In other news, I don't understand this Tweetster. Yes, I spelled it wrong in a pitiful attempt to be funny. Leave me alone. But for real, I don't get Twitter. What am I supposed to do with it? I have an account, but the only thing I post are FourSquare check-ins. Which I probably shouldn't use because, you know, the stalkers. EVERYWHERE STALKING. But Twitter. You don't realize it, but between "STALKING." and "But Twitter." there was a significant pause in which I signed on to my Twitter (in order to provide you with that link that might not work), noticed that the people I "follow" had posted stuff, and ended up reading Wil Wheaton's blog post. And that made it worth it. Huh. Good for you, Tweetster. Again, unbeknownst to you, I wandered off and added Wil Wheaton's blog to my Google Reader. One more thing to help me procrastinate. Thank you, Twit. Wow, from the start of that paragraph to the end, my opinion of Twitter totally changed. I need to set it up on my phone so I get tits (heh, I'm totally leaving that typo - because I CAN) all conveniently-like. Congratulations, you just witnessed my life change forever. But now, please, explain Twitter to me. I'm still confused.

--- The exercise ---
Could you return the whole blog post about Twitter above, word for word?

--- Given material ---

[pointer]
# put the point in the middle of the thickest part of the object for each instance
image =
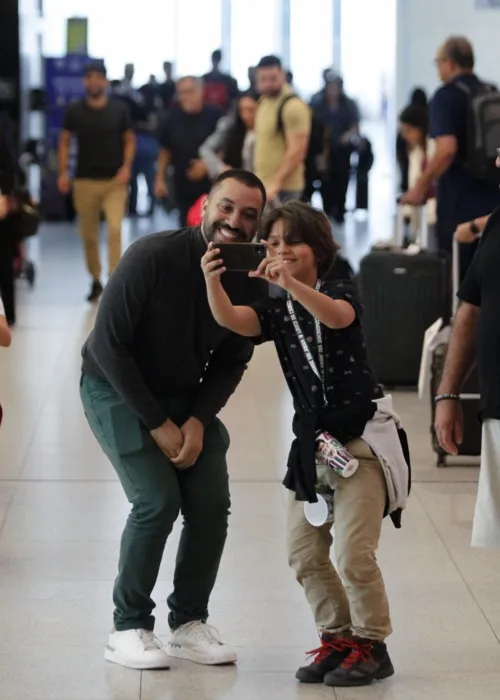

--- Written solution ---
In other news, I don't understand this Tweetster. Yes, I spelled it wrong in a pitiful attempt to be funny. Leave me alone. But for real, I don't get Twitter. What am I supposed to do with it? I have an account, but the only thing I post are FourSquare check-ins. Which I probably shouldn't use because, you know, the stalkers. EVERYWHERE STALKING. But Twitter. You don't realize it, but between "STALKING." and "But Twitter." there was a significant pause in which I signed on to my Twitter (in order to provide you with that link that might not work), noticed that the people I "follow" had posted stuff, and ended up reading Wil Wheaton's blog post. And that made it worth it. Huh. Good for you, Tweetster. Again, unbeknownst to you, I wandered off and added Wil Wheaton's blog to my Google Reader. One more thing to help me procrastinate. Thank you, Twit. Wow, from the start of that paragraph to the end, my opinion of Twitter totally changed. I need to set it up on my phone so I get tits (heh, I'm totally leaving that typo - because I CAN) all conveniently-like. Congratulations, you just witnessed my life change forever. But now, please, explain Twitter to me. I'm still confused.